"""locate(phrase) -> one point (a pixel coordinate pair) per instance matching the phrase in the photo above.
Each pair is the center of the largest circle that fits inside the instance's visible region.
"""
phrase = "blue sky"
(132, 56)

# PROMPT:
Write out each entry exactly, and omit nothing.

# EXERCISE ANSWER:
"""locate(phrase) -> one point (a pixel coordinate pair) per instance matching the phrase in the photo above.
Each pair is the center of the largest circle that fits inside the instance's visible region.
"""
phrase = "blue sky"
(132, 56)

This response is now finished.